Challenge: Rewrite the records below with every "position" changed to "location", keeping everything else the same. Leave the pictures out of your answer.

Information given:
________________
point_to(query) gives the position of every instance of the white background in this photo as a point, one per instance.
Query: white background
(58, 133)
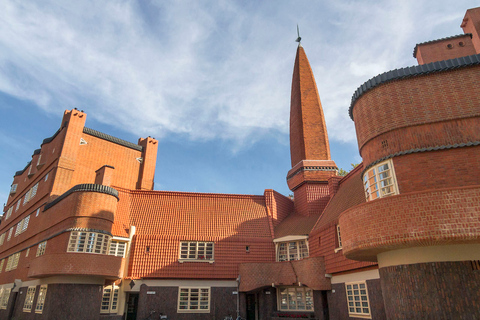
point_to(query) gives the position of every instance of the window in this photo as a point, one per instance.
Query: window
(295, 298)
(12, 261)
(194, 300)
(9, 213)
(379, 181)
(292, 250)
(27, 306)
(4, 296)
(193, 250)
(117, 248)
(41, 248)
(109, 299)
(89, 242)
(41, 298)
(10, 234)
(357, 298)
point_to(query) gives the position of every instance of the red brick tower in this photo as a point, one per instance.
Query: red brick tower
(309, 148)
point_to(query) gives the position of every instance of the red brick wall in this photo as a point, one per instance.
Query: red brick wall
(445, 49)
(443, 216)
(438, 290)
(441, 96)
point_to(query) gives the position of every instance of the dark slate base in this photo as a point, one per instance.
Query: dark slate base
(440, 290)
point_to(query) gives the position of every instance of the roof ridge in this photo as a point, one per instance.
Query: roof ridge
(413, 71)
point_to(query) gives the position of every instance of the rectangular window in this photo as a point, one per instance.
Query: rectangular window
(194, 250)
(41, 298)
(357, 298)
(117, 248)
(195, 300)
(379, 181)
(12, 261)
(89, 242)
(109, 299)
(4, 296)
(27, 306)
(292, 250)
(9, 213)
(41, 248)
(295, 298)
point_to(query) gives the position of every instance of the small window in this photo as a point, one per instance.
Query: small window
(357, 298)
(89, 242)
(41, 299)
(41, 248)
(4, 296)
(292, 250)
(196, 251)
(193, 300)
(109, 299)
(379, 181)
(27, 305)
(117, 248)
(295, 299)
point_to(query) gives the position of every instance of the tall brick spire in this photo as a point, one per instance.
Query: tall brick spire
(309, 148)
(308, 132)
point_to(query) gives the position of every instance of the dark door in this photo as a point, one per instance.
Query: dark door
(250, 306)
(132, 306)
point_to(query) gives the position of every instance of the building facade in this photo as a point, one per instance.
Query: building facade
(85, 236)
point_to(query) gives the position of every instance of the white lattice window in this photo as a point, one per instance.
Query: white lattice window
(195, 300)
(4, 296)
(379, 181)
(109, 299)
(357, 299)
(41, 248)
(197, 251)
(9, 213)
(295, 298)
(41, 298)
(292, 250)
(89, 242)
(12, 261)
(117, 248)
(27, 305)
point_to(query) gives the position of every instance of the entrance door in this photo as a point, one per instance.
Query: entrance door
(132, 306)
(251, 307)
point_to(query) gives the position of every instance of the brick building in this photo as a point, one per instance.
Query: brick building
(85, 236)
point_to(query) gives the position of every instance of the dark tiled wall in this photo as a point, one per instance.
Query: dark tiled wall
(337, 302)
(439, 290)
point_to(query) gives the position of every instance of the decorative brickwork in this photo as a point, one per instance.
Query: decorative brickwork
(439, 290)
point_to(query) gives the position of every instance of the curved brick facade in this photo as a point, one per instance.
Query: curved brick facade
(446, 216)
(409, 113)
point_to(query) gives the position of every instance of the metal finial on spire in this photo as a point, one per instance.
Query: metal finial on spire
(298, 34)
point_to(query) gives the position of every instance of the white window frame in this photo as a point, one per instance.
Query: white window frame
(358, 295)
(4, 297)
(88, 242)
(28, 304)
(109, 302)
(286, 303)
(373, 179)
(117, 248)
(41, 248)
(42, 293)
(190, 299)
(283, 248)
(192, 251)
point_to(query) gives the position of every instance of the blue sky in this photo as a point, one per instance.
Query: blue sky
(210, 79)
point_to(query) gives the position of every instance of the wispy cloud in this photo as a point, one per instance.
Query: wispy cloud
(203, 69)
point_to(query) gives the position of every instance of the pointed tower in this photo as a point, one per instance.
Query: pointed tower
(309, 148)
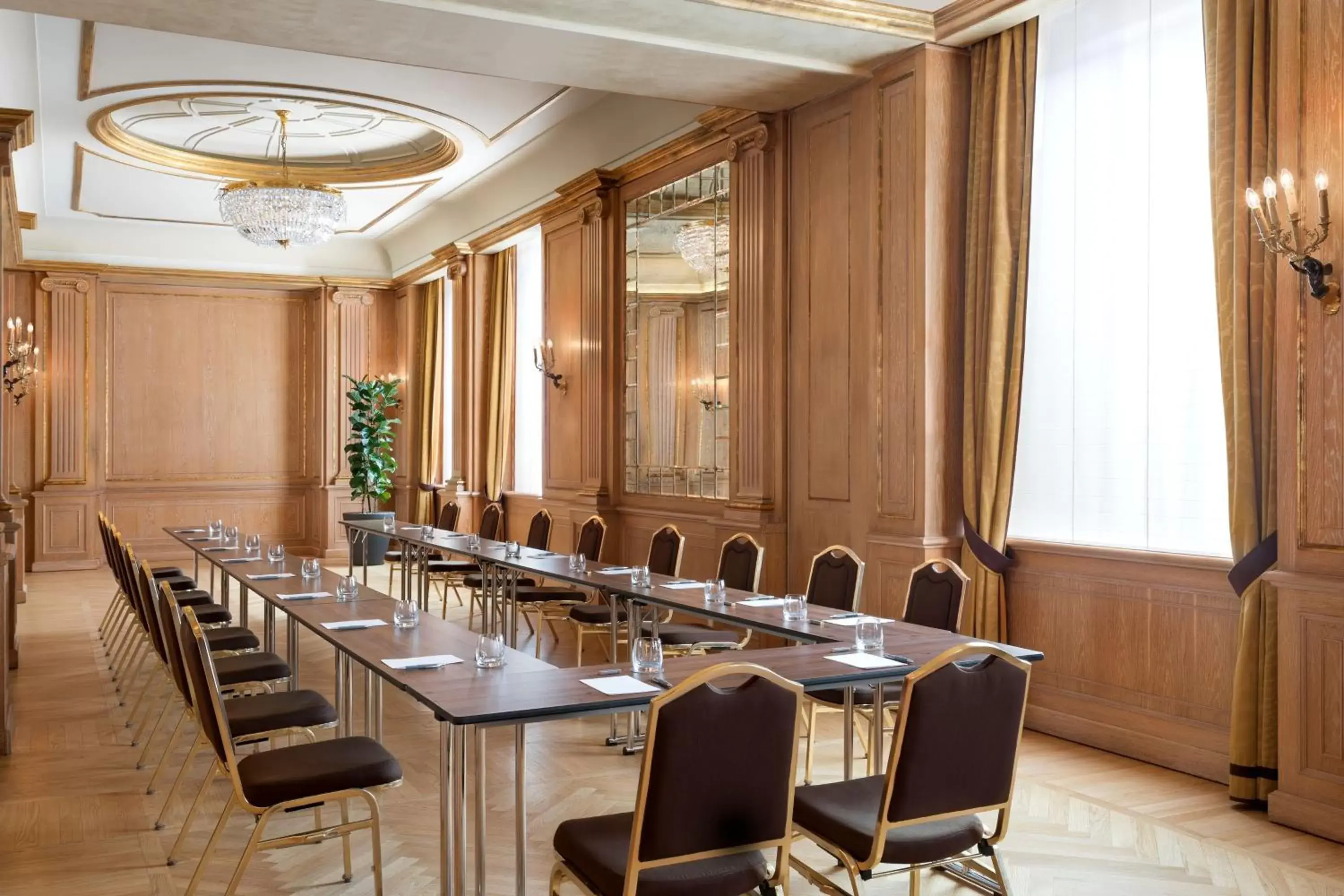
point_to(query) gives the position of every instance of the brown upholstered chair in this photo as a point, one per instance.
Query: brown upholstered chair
(715, 794)
(279, 781)
(953, 758)
(740, 569)
(538, 539)
(252, 719)
(594, 618)
(546, 603)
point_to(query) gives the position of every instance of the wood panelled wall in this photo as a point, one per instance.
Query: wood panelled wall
(170, 400)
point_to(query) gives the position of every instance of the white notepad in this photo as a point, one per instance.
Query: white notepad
(354, 624)
(617, 685)
(422, 663)
(865, 660)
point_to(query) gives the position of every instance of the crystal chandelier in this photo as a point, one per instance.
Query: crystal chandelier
(279, 213)
(705, 246)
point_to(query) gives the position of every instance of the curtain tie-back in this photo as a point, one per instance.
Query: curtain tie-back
(1254, 564)
(988, 555)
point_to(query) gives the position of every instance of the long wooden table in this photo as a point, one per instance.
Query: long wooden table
(467, 700)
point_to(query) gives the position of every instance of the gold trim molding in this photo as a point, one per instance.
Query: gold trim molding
________________
Solution to the problem:
point_to(query) gives the location of every instance of the white background in this photo as a point, one per instance.
Query: white background
(58, 133)
point_to(query) gives the location of every instance of the window in this photo as a point, one per instance.
Query: window
(295, 298)
(12, 261)
(194, 300)
(9, 213)
(379, 181)
(292, 250)
(27, 306)
(4, 296)
(193, 250)
(117, 248)
(41, 248)
(109, 299)
(89, 242)
(41, 298)
(10, 234)
(357, 298)
point_to(query) gives the location of every instance of the red brick tower in this photo as a point, one per instance.
Query: red brick tower
(309, 148)
point_to(query) gives the location of every instance of the red brick wall in this photo as a point, one per instance.
Query: red brick wall
(445, 49)
(443, 216)
(438, 290)
(441, 96)
point_to(query) gives the location of every instance of the dark slate base in this photo as a point, one per instance.
Query: dark slate base
(440, 290)
point_to(query) gives the location of every instance of the roof ridge in this photo as a point, one per instance.
Query: roof ridge
(413, 71)
point_to(query) gives the location of every instance of the rectangular window in this photo as a point, one per instance.
Query: rectangular window
(194, 250)
(41, 298)
(357, 298)
(117, 248)
(195, 300)
(379, 181)
(12, 261)
(89, 242)
(109, 299)
(4, 296)
(27, 306)
(292, 250)
(9, 213)
(41, 248)
(295, 298)
point_to(query) gives the location of every instance of the small window in this photo as a point, one per instance.
Query: small window
(357, 298)
(89, 242)
(41, 299)
(41, 248)
(4, 296)
(292, 250)
(196, 251)
(193, 300)
(109, 299)
(379, 181)
(27, 305)
(117, 248)
(295, 299)
point_to(query) gives the location of every instance of the tall brick spire in this photo as a point, one per instance.
Query: tall brick spire
(309, 148)
(308, 132)
point_to(query) gives the location of every instance of the dark door in this photo as a point, one per instance.
Query: dark door
(250, 306)
(132, 306)
point_to(query) gives the location of every instance of the building facade in this photo as a point, one per instance.
Query: building facade
(85, 236)
point_to(query) gives the location of every instance of the white lattice window in this photo as a point, one per instance.
Query: white lattice window
(195, 300)
(4, 296)
(379, 181)
(109, 299)
(357, 299)
(41, 248)
(197, 251)
(9, 213)
(295, 298)
(41, 298)
(292, 250)
(89, 242)
(12, 261)
(117, 248)
(27, 305)
point_to(query) gives the location of every instance of the entrance door in this photo as a point, one per instance.
Query: entrance door
(132, 306)
(251, 307)
point_to(query) gives the location of every instance of the brick building in this photo as a point, one per instance.
Query: brick building
(85, 236)
point_to(query) gives the location of every instance of the dark tiled wall in this photo as a point, one per instance.
Query: dark tiled wall
(337, 302)
(439, 290)
point_to(query) gives the location of every instance of the decorative brickwork in this photo as a point, one per instance.
Query: decorative brickwork
(439, 290)
point_to(query) gives the location of every instance of the curved brick facade in this photo as a point, one per instance.
Query: curved brick facade
(446, 216)
(409, 113)
point_to(query) gives the location of every instance of the metal finial on spire in this photo as a point, one per instance.
Query: metal finial on spire
(298, 34)
point_to(query) gives the location of every instance of the white window frame in this photo as a point, one per instance.
Query: white window frame
(358, 295)
(4, 297)
(88, 242)
(28, 304)
(109, 302)
(286, 303)
(373, 179)
(117, 248)
(41, 248)
(42, 293)
(190, 299)
(283, 248)
(192, 251)
point_to(query) gives the location of every instance of the blue sky in this photo as a point, one per instance.
Query: blue sky
(210, 79)
point_to(query) gives the location of every instance of the wispy cloud in this photo as a point, one per instance.
Query: wispy cloud
(203, 69)
point_to(query) gives the location of every instance of the pointed tower in this photo as a point, one per instance.
Query: pointed tower
(309, 148)
point_to(query) gives the location of every instance of the brown upholstered chair in this photo as a point, one per instance.
Query: brown upholstered chair
(715, 794)
(279, 781)
(953, 758)
(740, 569)
(538, 539)
(252, 719)
(594, 618)
(546, 603)
point_to(query) gives the location of every instance of the wood panelled wall in this photo as a point, one per instance.
Query: wood panelled wall
(170, 400)
point_to(query) gives the location of every instance of the white notepad in this photo as a point, one per instance.
Query: white notepad
(354, 624)
(617, 685)
(422, 663)
(865, 660)
point_to(query) gives the location of every instance of the crystal chandelier in this photo as a point, one per instance.
Query: crystal chandelier
(279, 213)
(705, 246)
point_to(query) gives the location of every instance of the curtain tie-back in this photo as a point, one per instance.
Query: curtain tie-back
(1254, 564)
(988, 555)
point_to(query) gives the location of every instance of the long wooden table in this photo as a point, one per instance.
Query: long wooden table
(467, 700)
point_to(query) gives the location of every instance of the gold trim molding in this photo as a point, one per instance.
Query: gold trim molding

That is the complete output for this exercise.